## Work to be completed
Extract, exactly as written, all lines of the material below from the line that includes "Where can the crusty" through its last line.

+++++

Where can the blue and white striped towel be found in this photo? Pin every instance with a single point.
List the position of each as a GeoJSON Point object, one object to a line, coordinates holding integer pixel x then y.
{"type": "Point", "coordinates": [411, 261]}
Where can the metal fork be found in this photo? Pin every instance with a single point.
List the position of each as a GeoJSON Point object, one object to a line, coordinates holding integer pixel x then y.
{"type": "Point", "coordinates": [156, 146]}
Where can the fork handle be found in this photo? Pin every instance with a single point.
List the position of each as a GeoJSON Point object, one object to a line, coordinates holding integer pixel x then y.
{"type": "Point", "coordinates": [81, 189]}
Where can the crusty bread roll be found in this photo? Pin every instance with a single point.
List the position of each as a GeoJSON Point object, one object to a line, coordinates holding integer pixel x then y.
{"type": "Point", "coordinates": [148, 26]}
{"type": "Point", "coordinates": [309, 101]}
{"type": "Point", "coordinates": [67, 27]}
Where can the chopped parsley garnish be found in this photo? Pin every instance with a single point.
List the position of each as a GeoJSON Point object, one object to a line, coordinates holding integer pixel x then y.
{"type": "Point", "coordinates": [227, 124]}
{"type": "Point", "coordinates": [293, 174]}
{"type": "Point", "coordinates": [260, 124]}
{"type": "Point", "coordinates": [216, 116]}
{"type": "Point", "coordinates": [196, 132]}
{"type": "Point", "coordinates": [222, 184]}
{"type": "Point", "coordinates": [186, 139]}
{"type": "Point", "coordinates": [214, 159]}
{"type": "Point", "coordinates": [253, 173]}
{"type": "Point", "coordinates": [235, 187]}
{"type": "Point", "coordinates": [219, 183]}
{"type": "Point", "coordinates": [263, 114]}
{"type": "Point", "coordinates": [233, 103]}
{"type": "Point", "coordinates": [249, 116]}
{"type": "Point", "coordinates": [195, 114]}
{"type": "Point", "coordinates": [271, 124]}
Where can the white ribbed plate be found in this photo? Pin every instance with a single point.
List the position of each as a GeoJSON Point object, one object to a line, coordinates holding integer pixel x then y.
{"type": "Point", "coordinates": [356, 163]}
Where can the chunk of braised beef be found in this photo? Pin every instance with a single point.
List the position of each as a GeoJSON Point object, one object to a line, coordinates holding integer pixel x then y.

+++++

## Output for this exercise
Where can the crusty bread roll be found in this photo? Pin every instance with a single point.
List the position of each as a GeoJSON Point object, one object to a line, coordinates holding integer pixel x then y.
{"type": "Point", "coordinates": [148, 26]}
{"type": "Point", "coordinates": [309, 101]}
{"type": "Point", "coordinates": [67, 27]}
Where can the chopped parsley garnish be found in this photo? Pin every instance with a single point.
List the position of each as a GeoJSON Point object, one object to a line, coordinates holding integer pixel x then y.
{"type": "Point", "coordinates": [227, 124]}
{"type": "Point", "coordinates": [293, 174]}
{"type": "Point", "coordinates": [260, 124]}
{"type": "Point", "coordinates": [216, 116]}
{"type": "Point", "coordinates": [196, 132]}
{"type": "Point", "coordinates": [222, 184]}
{"type": "Point", "coordinates": [186, 139]}
{"type": "Point", "coordinates": [214, 159]}
{"type": "Point", "coordinates": [253, 173]}
{"type": "Point", "coordinates": [235, 187]}
{"type": "Point", "coordinates": [219, 183]}
{"type": "Point", "coordinates": [263, 114]}
{"type": "Point", "coordinates": [233, 103]}
{"type": "Point", "coordinates": [249, 116]}
{"type": "Point", "coordinates": [195, 114]}
{"type": "Point", "coordinates": [271, 124]}
Where can the white ribbed plate be found in this photo? Pin every instance with a single point.
List the position of each as a GeoJSON Point object, one object to a line, coordinates holding integer pixel x then y.
{"type": "Point", "coordinates": [356, 163]}
Where can the chunk of braised beef be found in this photo? Pin every instance with a single point.
List the position of each as a GeoJSON Point object, one object to a line, coordinates holding integer pixel x then y.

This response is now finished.